• [EXERCISE]: Apart from the pictures, return every line of the listing exactly.

• [SUPPLIED DATA]:
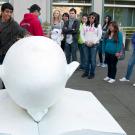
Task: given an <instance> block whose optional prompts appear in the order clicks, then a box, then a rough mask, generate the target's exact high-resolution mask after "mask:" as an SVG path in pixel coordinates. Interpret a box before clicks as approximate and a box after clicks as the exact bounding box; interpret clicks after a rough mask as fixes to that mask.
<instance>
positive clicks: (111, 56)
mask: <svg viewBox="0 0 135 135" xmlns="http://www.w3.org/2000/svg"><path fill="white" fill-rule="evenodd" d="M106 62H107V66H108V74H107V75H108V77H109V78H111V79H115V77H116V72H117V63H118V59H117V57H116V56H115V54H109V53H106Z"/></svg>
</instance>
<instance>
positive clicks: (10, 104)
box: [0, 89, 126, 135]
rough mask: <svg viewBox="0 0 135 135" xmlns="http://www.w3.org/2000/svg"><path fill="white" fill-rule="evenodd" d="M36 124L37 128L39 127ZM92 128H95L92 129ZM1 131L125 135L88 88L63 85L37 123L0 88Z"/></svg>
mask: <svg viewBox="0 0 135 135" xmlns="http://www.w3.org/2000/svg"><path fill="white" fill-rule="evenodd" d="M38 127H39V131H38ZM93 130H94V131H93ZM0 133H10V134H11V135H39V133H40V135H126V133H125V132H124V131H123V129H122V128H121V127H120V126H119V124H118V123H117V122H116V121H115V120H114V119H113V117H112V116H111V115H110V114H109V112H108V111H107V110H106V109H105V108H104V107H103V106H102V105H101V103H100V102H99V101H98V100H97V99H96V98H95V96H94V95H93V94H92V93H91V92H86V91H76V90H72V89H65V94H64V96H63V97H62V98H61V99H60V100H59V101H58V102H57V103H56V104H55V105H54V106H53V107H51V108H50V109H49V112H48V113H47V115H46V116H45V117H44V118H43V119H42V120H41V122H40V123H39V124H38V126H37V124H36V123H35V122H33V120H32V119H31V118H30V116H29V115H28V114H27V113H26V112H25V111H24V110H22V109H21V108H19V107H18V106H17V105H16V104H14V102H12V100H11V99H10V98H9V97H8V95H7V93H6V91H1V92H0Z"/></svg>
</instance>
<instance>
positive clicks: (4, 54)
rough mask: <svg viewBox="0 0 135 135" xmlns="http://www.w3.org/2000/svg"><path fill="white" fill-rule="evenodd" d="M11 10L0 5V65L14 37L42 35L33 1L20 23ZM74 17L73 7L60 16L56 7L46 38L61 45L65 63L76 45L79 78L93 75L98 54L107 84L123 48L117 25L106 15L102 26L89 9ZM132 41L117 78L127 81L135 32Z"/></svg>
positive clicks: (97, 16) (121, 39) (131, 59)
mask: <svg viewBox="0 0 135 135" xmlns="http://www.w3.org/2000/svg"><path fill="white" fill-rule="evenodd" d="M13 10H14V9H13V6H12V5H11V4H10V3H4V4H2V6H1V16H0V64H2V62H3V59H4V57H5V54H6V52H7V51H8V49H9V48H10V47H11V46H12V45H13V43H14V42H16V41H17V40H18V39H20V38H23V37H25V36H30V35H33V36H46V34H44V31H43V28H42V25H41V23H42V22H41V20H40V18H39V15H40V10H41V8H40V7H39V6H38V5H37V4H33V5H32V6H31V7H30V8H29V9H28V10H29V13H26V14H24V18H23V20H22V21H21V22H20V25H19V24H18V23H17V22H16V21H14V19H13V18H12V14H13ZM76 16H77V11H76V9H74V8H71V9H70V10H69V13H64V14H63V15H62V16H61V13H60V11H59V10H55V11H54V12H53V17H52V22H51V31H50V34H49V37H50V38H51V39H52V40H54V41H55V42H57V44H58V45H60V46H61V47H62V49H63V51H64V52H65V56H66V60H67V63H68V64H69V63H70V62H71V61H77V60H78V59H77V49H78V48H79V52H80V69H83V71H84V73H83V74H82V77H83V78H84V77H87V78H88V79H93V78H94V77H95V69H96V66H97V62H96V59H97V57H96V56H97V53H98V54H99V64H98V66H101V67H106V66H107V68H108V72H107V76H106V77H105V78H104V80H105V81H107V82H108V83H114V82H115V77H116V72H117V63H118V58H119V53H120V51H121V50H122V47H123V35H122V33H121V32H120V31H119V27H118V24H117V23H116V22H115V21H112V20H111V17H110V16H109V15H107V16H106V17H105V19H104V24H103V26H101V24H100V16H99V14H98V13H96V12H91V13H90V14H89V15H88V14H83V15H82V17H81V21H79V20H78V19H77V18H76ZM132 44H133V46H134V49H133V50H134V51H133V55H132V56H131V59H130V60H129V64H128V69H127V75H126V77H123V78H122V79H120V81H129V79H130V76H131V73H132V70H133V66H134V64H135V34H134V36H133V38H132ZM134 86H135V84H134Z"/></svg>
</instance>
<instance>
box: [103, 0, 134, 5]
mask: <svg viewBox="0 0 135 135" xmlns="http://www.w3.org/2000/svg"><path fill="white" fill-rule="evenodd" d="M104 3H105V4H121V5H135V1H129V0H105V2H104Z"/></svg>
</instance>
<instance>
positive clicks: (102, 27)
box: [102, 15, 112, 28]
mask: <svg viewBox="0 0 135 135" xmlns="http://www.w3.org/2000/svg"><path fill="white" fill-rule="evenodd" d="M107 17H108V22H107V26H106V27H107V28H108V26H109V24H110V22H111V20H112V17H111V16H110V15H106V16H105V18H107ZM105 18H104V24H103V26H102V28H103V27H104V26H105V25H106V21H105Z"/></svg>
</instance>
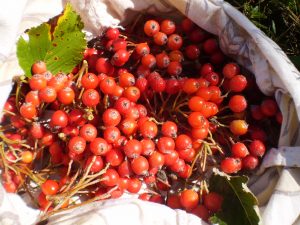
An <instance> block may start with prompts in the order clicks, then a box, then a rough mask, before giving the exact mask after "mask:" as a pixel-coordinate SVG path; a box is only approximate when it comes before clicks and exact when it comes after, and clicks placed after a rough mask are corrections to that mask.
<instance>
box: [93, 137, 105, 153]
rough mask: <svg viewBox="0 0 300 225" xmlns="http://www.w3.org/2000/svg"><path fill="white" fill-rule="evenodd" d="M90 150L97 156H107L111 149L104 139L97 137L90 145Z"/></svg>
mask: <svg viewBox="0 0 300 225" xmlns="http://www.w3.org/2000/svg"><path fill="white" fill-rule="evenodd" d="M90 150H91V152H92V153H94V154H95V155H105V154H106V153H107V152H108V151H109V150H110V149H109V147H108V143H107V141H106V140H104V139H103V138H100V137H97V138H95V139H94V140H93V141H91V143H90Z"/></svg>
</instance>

• [OUTPUT OF THE TASK]:
Task: given an <instance> block whose optional prompts appear in the order clicks, then a box, then a rough mask, generate the target's exact high-resolution mask after "mask:" as an SVG path in pixel coordinates. Interpret a box before clicks as approximate and a box after clicks as the exact bounding box; interpret clicks after a rough mask as fixes to that mask.
<instance>
positive clicks: (111, 56)
mask: <svg viewBox="0 0 135 135" xmlns="http://www.w3.org/2000/svg"><path fill="white" fill-rule="evenodd" d="M106 62H107V66H108V74H107V75H108V77H109V78H111V79H115V77H116V72H117V63H118V59H117V57H116V56H115V54H109V53H106Z"/></svg>
</instance>
<instance>
positive clicks: (10, 104)
box: [0, 89, 126, 135]
rough mask: <svg viewBox="0 0 135 135" xmlns="http://www.w3.org/2000/svg"><path fill="white" fill-rule="evenodd" d="M36 124L37 128L39 127ZM92 128H95L92 129ZM1 131L125 135L88 88L63 85L37 123L0 88Z"/></svg>
mask: <svg viewBox="0 0 135 135" xmlns="http://www.w3.org/2000/svg"><path fill="white" fill-rule="evenodd" d="M38 127H39V131H38ZM93 130H94V131H93ZM0 133H10V134H11V135H39V133H40V135H126V133H125V132H124V131H123V129H122V128H121V127H120V126H119V124H118V123H117V122H116V121H115V120H114V119H113V117H112V116H111V115H110V114H109V112H108V111H107V110H106V109H105V108H104V107H103V106H102V105H101V103H100V102H99V101H98V100H97V99H96V98H95V96H94V95H93V94H92V93H91V92H86V91H76V90H72V89H65V94H64V96H63V97H62V98H61V99H60V100H59V101H58V102H57V103H56V104H55V105H54V106H53V107H51V108H50V109H49V112H48V113H47V115H46V116H45V117H44V118H43V119H42V120H41V122H40V123H39V124H38V126H37V124H36V123H35V122H33V120H32V119H31V118H30V116H29V115H28V114H27V113H26V112H25V111H24V110H22V109H21V108H19V107H18V106H17V105H16V104H14V102H12V100H11V99H10V98H9V97H8V95H7V93H6V91H1V92H0Z"/></svg>
</instance>
<instance>
positive clicks: (4, 54)
rough mask: <svg viewBox="0 0 135 135" xmlns="http://www.w3.org/2000/svg"><path fill="white" fill-rule="evenodd" d="M11 10L0 5V65L14 37L42 35L33 1L20 23ZM74 17L73 7L60 16L56 7L46 38L61 45L65 63L76 45L79 78L93 75L98 54L107 84L123 48L117 25L106 15L102 26L89 9ZM132 41L117 78L127 81L135 32Z"/></svg>
positive clicks: (97, 16) (121, 39) (131, 59)
mask: <svg viewBox="0 0 135 135" xmlns="http://www.w3.org/2000/svg"><path fill="white" fill-rule="evenodd" d="M13 10H14V9H13V6H12V5H11V4H10V3H4V4H2V6H1V16H0V64H2V62H3V59H4V57H5V54H6V52H7V51H8V49H9V48H10V47H11V46H12V45H13V43H14V42H16V41H17V40H18V39H20V38H23V37H25V36H30V35H33V36H46V34H44V31H43V28H42V25H41V23H42V22H41V20H40V18H39V15H40V10H41V8H40V7H39V6H38V5H37V4H33V5H32V6H31V7H30V8H29V9H28V10H29V13H26V14H24V18H23V20H22V21H21V22H20V25H19V24H18V23H17V22H16V21H14V19H13V18H12V14H13ZM76 16H77V11H76V9H74V8H71V9H70V10H69V13H64V14H63V15H62V16H61V13H60V11H59V10H55V11H54V12H53V17H52V22H51V31H50V34H49V37H50V38H51V39H52V40H54V41H55V42H57V44H58V45H60V46H61V47H62V49H63V51H64V52H65V56H66V60H67V63H68V64H69V63H70V62H71V61H77V60H78V59H77V49H78V48H79V52H80V69H83V71H84V73H83V74H82V77H83V78H84V77H87V78H88V79H93V78H94V77H95V69H96V66H97V62H96V59H97V57H96V56H97V53H98V54H99V64H98V66H101V67H106V66H107V68H108V72H107V76H106V77H105V78H104V80H105V81H107V82H108V83H114V82H115V77H116V72H117V63H118V58H119V53H120V51H121V50H122V47H123V35H122V33H121V32H120V31H119V27H118V24H117V23H116V22H115V21H112V20H111V17H110V16H109V15H107V16H106V17H105V19H104V24H103V26H101V24H100V16H99V14H98V13H96V12H91V13H90V14H89V15H88V14H83V15H82V17H81V21H79V20H78V19H77V18H76ZM132 44H133V46H134V49H133V50H134V51H133V55H132V56H131V59H130V60H129V64H128V69H127V75H126V77H123V78H122V79H120V81H129V79H130V76H131V73H132V70H133V66H134V64H135V34H134V36H133V38H132ZM134 86H135V84H134Z"/></svg>
</instance>
<instance>
box: [103, 0, 134, 5]
mask: <svg viewBox="0 0 135 135" xmlns="http://www.w3.org/2000/svg"><path fill="white" fill-rule="evenodd" d="M104 3H105V4H121V5H135V1H129V0H105V2H104Z"/></svg>
</instance>
<instance>
positive clicks: (102, 27)
box: [102, 15, 112, 28]
mask: <svg viewBox="0 0 135 135" xmlns="http://www.w3.org/2000/svg"><path fill="white" fill-rule="evenodd" d="M107 17H108V22H107V26H106V27H107V28H108V26H109V24H110V22H111V20H112V17H111V16H110V15H106V16H105V18H107ZM105 18H104V24H103V26H102V28H103V27H104V26H105V25H106V21H105Z"/></svg>
</instance>
An <instance> block may start with prompts in the order clicks, then a box, then a rough mask, before giving the exact mask after "mask:" as a pixel-coordinate SVG path; a box is only approximate when it comes before clicks and exact when it comes after, and clicks placed after a rough mask are corrections to that mask.
<instance>
box: [93, 137, 105, 153]
rough mask: <svg viewBox="0 0 300 225" xmlns="http://www.w3.org/2000/svg"><path fill="white" fill-rule="evenodd" d="M90 150L97 156H107L111 149L104 139L97 137L90 145Z"/></svg>
mask: <svg viewBox="0 0 300 225" xmlns="http://www.w3.org/2000/svg"><path fill="white" fill-rule="evenodd" d="M90 150H91V152H92V153H94V154H95V155H105V154H106V153H107V152H108V151H109V150H110V149H109V147H108V143H107V141H106V140H104V139H103V138H100V137H97V138H95V139H94V140H93V141H91V143H90Z"/></svg>
</instance>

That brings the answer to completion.